(Your tasks):
1. In the knife-making text, condense the paragraph that begins "Once you are satisfied with the shape of the blade" into a short list of steps that keeps its main facts.
2. List the actions the knife-making text names for preparing the steel so that a blade can be shaped.
3. Answer these questions from the knife-making text:
(a) What must the design sketch include?
(b) In what liquids can the steel be quenched?
(c) What may be used to secure the handle to the blade?

(Document passage):
============
You must choose the correct quality of steel for the blade and an appropriate material for the handle (such as wood, bone, or synthetic materials).

The knife must be designed – a sketch that includes the shape of the blade and the handle must be made.  Each design and shape have a specific purpose.

The steel must be prepared so that a blade can be shaped – this can be an elaborate process of cutting, hammering, grinding and straightening, until you have something you can shape into a blade.

Then you spend hours shaping the blade by removing excess material by grinding and sanding.

Once you are satisfied with the shape of the blade the process of heat treating and quenching in oil or water to harden the steel for strength and durability.  Then tempering follows to reduce brittleness while maintaining hardness.  If you don’t get this right, you have a useless piece of metal.

Now the finishing of the blade follows, sanding and polishing to smooth out any rough areas and give it a finished look.  But the end is not in sight yet, for final assembly the handle must be cut, shaped and attached to the blade – drilling holes for rivets and using epoxy to secure the handle may be required.
============
(Supplied data):
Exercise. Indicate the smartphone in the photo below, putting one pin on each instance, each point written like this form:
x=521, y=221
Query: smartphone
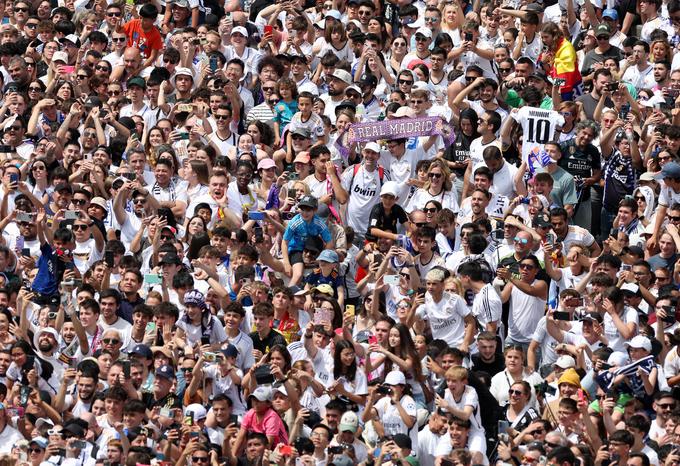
============
(Outputs in order):
1.
- Heat-treat the blade and quench it in oil or water to harden the steel for strength and durability.
- Temper the blade to reduce brittleness while keeping its hardness.
- If these steps go wrong, the result is a useless piece of metal.

2.
- Cutting
- Hammering
- Grinding
- Straightening

3.
(a) The shape of the blade and the handle.
(b) Oil or water.
(c) Rivets set in drilled holes, and epoxy.